Given exercise A
Rewrite the LightningModule text starting with "Option 1: Sub-models" and going on through "encoder_model.eval()", putting "embedding_model" wherever "encoder_model" appears.

Extracted text

** begin **

Turn off automatic optimization, and you control the optimization!
.. code-block:: python
def __init__(self):
self.automatic_optimization = False
def training_step(self, batch, batch_idx):
# access your optimizers with use_pl_optimizer=False. Default is True,
# setting use_pl_optimizer=True will maintain plugin/precision support
opt_a, opt_b = self.optimizers(use_pl_optimizer=True)
loss_a = self.generator(batch)
opt_a.zero_grad()
# use `manual_backward()` instead of `loss.backward` to automate half precision, etc...
self.manual_backward(loss_a)
opt_a.step()
loss_b = self.discriminator(batch)
opt_b.zero_grad()
self.manual_backward(loss_b)
opt_b.step()
Loop Customization
==================
If you need even more flexibility, you can fully customize the training loop to its core. These are usually required to be customized
for advanced use-cases. Learn more inside :doc:`Loops docs <../extensions/loops>`.
Predict or Deploy
=================
When you're done training, you have three options to use your LightningModule for predictions.
Option 1: Sub-models
--------------------
Pull out any model inside your system for predictions.
.. code-block:: python
# ----------------------------------
# to use as embedding extractor
# ----------------------------------
autoencoder = LitAutoEncoder.load_from_checkpoint("path/to/checkpoint_file.ckpt")
encoder_model = autoencoder.encoder
encoder_model.eval()
# ----------------------------------
# to use as image generator
# ----------------------------------
decoder_model = autoencoder.decoder
decoder_model.eval()
Option 2: Forward
-----------------
You can also add a forward method to do predictions however you want.
.. testcode::
# ----------------------------------
# using the AE to extract embeddings
# ----------------------------------
class LitAutoEncoder(LightningModule):
def __init__(self):
super().__init__()
self.encoder = nn.Sequential(nn.Linear(28 * 28, 64))
def forward(self, x):
embedding = self.encoder(x)
return embedding
autoencoder = LitAutoEncoder()

** end **

Supplied data

** begin **

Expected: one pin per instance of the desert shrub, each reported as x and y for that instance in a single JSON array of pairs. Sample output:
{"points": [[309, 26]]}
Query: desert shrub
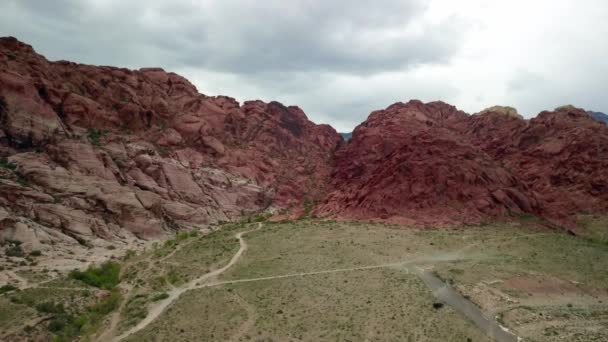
{"points": [[160, 296], [7, 288], [106, 276], [107, 305], [14, 249], [94, 135], [5, 163], [50, 308]]}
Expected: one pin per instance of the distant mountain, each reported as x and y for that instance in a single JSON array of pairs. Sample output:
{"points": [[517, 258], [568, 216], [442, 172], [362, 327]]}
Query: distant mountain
{"points": [[347, 136], [597, 116]]}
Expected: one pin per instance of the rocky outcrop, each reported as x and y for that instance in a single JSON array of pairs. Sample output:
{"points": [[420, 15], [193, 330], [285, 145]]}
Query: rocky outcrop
{"points": [[407, 164], [91, 151], [94, 152]]}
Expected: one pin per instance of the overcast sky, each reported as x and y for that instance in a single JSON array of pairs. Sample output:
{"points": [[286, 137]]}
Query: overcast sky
{"points": [[339, 60]]}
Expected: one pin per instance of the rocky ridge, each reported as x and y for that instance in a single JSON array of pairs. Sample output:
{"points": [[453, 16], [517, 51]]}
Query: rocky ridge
{"points": [[96, 153], [105, 153]]}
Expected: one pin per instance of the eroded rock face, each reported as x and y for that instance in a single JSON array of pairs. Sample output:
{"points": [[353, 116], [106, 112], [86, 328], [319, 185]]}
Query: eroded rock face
{"points": [[94, 148], [103, 152], [561, 155], [430, 164], [407, 164]]}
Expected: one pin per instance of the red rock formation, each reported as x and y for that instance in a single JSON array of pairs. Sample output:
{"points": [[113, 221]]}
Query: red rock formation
{"points": [[92, 150], [430, 164], [561, 155], [407, 164], [143, 150]]}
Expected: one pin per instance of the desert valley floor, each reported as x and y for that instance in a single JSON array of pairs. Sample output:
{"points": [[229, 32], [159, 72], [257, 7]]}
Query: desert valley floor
{"points": [[313, 280]]}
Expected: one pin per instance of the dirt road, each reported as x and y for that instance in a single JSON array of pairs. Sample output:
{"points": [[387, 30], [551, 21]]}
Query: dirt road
{"points": [[157, 309]]}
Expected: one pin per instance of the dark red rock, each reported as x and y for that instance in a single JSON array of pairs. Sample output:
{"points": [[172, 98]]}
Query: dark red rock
{"points": [[166, 155]]}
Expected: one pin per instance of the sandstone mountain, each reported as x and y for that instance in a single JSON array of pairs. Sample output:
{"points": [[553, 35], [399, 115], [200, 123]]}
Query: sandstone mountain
{"points": [[431, 164], [599, 116], [96, 152], [102, 152]]}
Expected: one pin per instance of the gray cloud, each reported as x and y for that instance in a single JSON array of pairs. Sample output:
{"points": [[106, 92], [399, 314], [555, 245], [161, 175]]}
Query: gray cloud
{"points": [[339, 59], [242, 37]]}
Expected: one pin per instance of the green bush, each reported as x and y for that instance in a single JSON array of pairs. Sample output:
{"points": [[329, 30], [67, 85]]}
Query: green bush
{"points": [[106, 276], [7, 164], [50, 307], [7, 288], [160, 296], [107, 305], [94, 135], [14, 249]]}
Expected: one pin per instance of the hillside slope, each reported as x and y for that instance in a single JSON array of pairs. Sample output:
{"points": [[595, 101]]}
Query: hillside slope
{"points": [[430, 164], [94, 151]]}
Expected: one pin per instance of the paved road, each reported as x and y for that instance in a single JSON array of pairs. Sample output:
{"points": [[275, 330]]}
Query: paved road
{"points": [[453, 298]]}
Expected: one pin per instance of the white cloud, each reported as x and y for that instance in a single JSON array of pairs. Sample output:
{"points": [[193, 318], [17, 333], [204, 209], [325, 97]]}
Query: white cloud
{"points": [[339, 60]]}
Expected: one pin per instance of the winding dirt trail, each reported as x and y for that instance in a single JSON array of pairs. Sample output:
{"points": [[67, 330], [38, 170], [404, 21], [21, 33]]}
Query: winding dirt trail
{"points": [[174, 294]]}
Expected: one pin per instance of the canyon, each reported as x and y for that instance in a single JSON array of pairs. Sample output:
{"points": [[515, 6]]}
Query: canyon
{"points": [[99, 153]]}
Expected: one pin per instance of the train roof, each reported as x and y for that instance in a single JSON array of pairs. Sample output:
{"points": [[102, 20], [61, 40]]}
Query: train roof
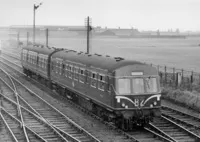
{"points": [[40, 49], [94, 60]]}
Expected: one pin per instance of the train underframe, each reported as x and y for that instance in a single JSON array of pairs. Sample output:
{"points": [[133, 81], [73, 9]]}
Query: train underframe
{"points": [[126, 120]]}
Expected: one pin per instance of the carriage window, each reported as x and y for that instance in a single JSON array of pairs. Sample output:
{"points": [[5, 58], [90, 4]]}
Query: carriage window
{"points": [[101, 83], [138, 85], [124, 86], [81, 71], [151, 85], [93, 75]]}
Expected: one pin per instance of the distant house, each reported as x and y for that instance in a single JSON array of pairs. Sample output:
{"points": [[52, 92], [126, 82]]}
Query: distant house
{"points": [[125, 32]]}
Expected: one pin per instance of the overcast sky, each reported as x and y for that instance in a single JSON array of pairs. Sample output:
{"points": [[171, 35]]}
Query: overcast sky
{"points": [[141, 14]]}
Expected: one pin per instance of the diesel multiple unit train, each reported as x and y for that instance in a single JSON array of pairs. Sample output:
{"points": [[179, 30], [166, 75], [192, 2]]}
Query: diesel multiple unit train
{"points": [[121, 91]]}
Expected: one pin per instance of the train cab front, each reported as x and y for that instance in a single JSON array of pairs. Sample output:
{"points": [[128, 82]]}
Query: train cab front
{"points": [[137, 95]]}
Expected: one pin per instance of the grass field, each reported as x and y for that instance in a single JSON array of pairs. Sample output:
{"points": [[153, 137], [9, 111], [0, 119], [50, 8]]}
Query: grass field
{"points": [[178, 53]]}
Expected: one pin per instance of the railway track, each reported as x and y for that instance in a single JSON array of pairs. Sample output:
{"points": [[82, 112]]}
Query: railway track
{"points": [[173, 131], [189, 122], [151, 133], [36, 115]]}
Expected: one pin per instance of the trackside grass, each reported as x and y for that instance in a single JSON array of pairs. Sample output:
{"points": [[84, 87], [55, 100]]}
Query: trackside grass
{"points": [[189, 99]]}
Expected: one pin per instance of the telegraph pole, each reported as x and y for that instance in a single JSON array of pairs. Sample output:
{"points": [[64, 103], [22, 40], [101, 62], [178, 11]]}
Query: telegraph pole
{"points": [[47, 36], [27, 40], [34, 9], [89, 28]]}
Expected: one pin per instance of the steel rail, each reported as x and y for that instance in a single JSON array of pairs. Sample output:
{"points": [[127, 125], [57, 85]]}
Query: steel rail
{"points": [[161, 132], [183, 113], [55, 109], [12, 134], [189, 132], [37, 117], [18, 105], [61, 132], [25, 125], [160, 136]]}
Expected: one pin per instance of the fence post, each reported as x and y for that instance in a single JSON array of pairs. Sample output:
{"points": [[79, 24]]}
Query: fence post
{"points": [[174, 80], [182, 81], [158, 67], [191, 80], [199, 79], [165, 75]]}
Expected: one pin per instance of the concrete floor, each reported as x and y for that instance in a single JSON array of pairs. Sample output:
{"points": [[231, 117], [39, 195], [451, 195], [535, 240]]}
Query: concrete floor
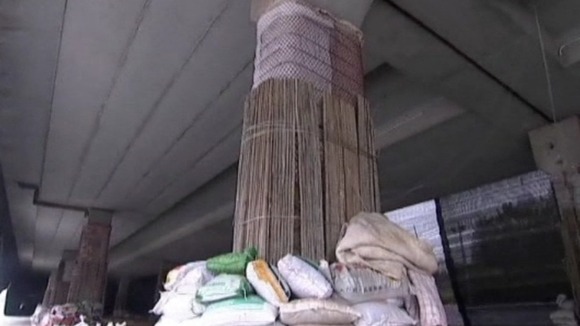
{"points": [[14, 321]]}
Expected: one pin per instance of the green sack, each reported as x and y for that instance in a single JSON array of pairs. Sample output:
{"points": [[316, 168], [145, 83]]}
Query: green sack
{"points": [[224, 287], [232, 263]]}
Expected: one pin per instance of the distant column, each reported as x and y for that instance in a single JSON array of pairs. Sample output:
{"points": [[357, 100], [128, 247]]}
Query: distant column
{"points": [[59, 281], [122, 296], [557, 152], [49, 293], [89, 275]]}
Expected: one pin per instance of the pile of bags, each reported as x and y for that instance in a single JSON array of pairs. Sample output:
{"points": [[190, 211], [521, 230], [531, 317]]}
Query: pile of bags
{"points": [[371, 284], [69, 314]]}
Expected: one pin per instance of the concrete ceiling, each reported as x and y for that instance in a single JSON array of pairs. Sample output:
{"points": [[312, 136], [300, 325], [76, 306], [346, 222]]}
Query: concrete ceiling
{"points": [[135, 106]]}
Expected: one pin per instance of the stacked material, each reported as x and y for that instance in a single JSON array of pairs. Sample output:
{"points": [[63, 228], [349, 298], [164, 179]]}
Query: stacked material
{"points": [[296, 41], [307, 160], [383, 277], [383, 247]]}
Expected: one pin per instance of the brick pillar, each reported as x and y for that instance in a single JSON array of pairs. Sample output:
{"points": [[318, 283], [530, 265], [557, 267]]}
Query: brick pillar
{"points": [[89, 275], [121, 297], [557, 152], [59, 280], [49, 293]]}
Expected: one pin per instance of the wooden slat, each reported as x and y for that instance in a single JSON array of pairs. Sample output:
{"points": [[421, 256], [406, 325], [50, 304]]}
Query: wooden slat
{"points": [[307, 165]]}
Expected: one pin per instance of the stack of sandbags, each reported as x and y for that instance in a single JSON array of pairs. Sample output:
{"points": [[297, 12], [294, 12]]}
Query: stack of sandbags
{"points": [[178, 303], [383, 268], [229, 297]]}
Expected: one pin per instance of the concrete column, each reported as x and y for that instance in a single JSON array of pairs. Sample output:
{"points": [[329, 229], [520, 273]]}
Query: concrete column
{"points": [[89, 275], [122, 296], [557, 152]]}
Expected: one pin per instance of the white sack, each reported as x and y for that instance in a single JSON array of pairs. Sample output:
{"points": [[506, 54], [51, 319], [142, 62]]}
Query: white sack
{"points": [[382, 314], [304, 280], [374, 241], [251, 311], [188, 278], [319, 312], [178, 307]]}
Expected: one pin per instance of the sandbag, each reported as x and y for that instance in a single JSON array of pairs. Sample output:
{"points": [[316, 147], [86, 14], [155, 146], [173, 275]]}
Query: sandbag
{"points": [[250, 311], [224, 287], [382, 314], [375, 242], [357, 283], [431, 310], [267, 282], [315, 311], [232, 263], [304, 280], [188, 278], [179, 307]]}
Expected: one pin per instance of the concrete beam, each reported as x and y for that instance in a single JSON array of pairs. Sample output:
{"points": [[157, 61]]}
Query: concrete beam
{"points": [[209, 205], [556, 147]]}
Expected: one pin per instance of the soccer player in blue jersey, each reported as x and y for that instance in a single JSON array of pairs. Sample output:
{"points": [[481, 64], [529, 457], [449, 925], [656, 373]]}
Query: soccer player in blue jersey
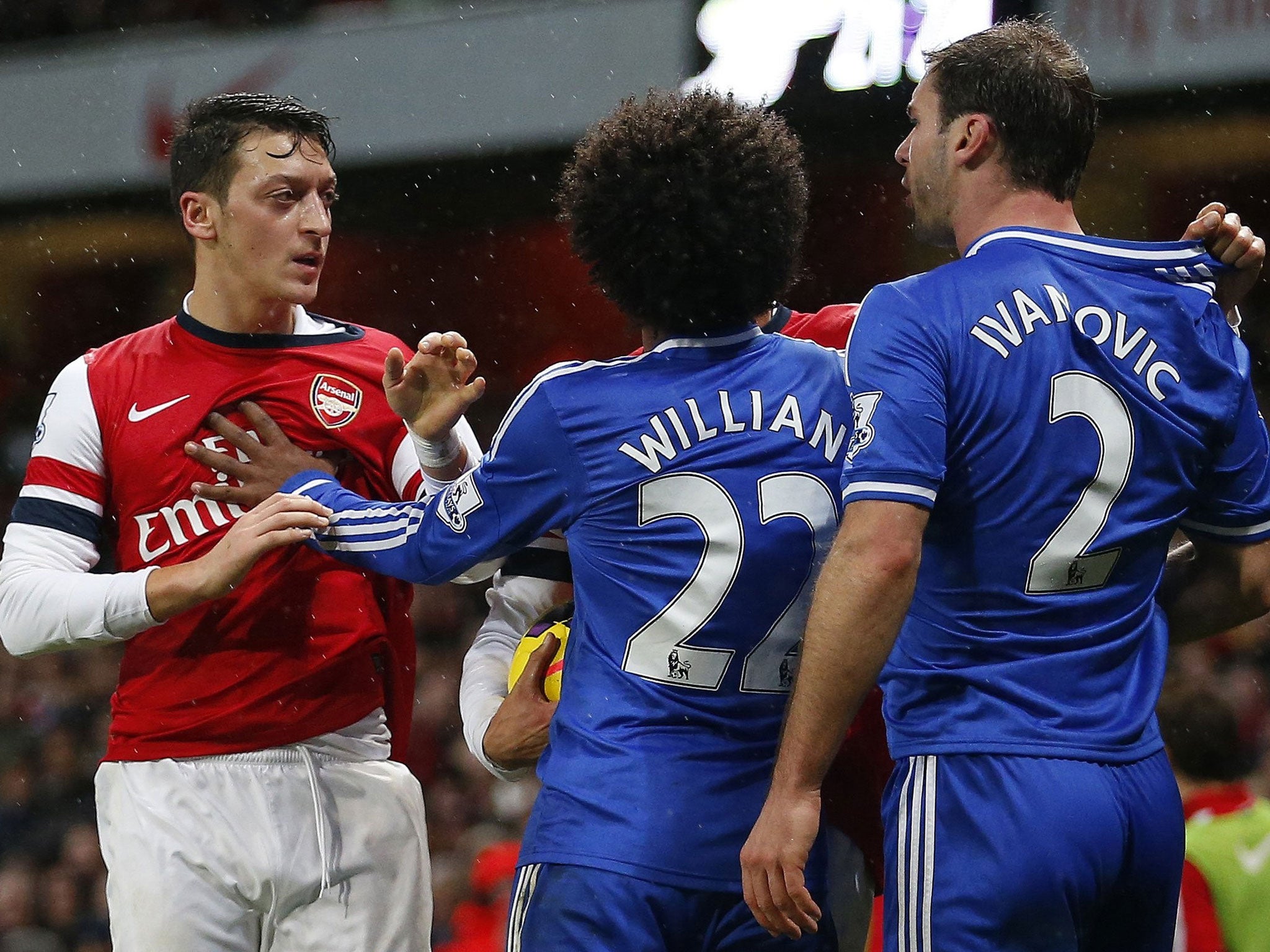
{"points": [[698, 488], [1033, 425]]}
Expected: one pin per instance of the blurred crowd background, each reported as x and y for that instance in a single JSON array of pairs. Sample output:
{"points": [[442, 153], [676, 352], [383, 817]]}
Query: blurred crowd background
{"points": [[459, 232]]}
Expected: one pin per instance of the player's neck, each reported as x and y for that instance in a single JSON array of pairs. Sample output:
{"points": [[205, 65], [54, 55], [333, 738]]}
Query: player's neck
{"points": [[1011, 207], [235, 310]]}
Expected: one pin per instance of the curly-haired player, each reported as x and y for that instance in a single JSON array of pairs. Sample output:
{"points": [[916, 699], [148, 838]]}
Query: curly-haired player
{"points": [[696, 485], [689, 209]]}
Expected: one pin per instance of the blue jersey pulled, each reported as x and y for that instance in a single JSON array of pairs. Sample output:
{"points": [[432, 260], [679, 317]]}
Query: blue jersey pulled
{"points": [[698, 487], [1062, 404]]}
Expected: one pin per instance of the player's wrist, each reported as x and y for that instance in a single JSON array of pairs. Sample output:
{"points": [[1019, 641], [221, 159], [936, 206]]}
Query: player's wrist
{"points": [[436, 451], [173, 589]]}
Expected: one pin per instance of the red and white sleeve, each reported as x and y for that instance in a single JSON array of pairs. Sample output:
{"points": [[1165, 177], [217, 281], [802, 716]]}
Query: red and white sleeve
{"points": [[48, 601]]}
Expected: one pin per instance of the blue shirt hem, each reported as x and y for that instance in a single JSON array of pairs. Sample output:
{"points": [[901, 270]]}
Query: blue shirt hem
{"points": [[1060, 751]]}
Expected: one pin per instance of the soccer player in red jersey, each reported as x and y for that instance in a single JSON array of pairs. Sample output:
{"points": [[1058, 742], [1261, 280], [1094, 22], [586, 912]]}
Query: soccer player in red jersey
{"points": [[247, 799]]}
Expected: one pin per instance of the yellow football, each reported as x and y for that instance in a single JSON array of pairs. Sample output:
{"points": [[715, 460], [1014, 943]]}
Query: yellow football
{"points": [[528, 645]]}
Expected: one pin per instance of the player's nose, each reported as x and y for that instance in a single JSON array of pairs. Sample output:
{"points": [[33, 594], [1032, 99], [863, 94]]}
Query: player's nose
{"points": [[315, 219]]}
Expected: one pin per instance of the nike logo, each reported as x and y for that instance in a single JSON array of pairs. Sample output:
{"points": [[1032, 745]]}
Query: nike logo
{"points": [[1254, 860], [136, 415]]}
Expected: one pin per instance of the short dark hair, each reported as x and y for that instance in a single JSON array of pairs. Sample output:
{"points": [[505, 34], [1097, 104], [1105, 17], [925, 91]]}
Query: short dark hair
{"points": [[1037, 87], [689, 208], [1202, 735], [208, 131]]}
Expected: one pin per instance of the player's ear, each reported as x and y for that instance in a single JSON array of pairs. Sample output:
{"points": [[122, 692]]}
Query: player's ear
{"points": [[198, 214], [973, 139]]}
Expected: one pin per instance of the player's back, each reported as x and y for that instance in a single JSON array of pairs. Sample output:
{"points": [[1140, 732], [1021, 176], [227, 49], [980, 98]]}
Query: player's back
{"points": [[1090, 387], [710, 482]]}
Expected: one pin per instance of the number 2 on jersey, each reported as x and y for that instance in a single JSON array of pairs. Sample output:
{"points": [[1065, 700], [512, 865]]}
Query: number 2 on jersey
{"points": [[659, 650], [1065, 563]]}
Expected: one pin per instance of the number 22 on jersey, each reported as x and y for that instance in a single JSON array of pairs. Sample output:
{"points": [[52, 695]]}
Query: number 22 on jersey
{"points": [[662, 650]]}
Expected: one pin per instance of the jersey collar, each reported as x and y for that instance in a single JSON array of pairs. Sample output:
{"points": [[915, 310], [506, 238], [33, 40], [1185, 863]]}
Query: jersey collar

** end **

Given exercise B
How many lines of the rows contain the string "valley"? Give only the number.

Complete output A
Option 1: Sub-models
--------------------
Pull out any model inside your system for predictions.
.. code-block:: python
# ----------------------------------
# to use as embedding extractor
# ----------------------------------
autoencoder = LitAutoEncoder.load_from_checkpoint("path/to/checkpoint_file.ckpt")
embedding_model = autoencoder.encoder
embedding_model.eval()

Complete output B
2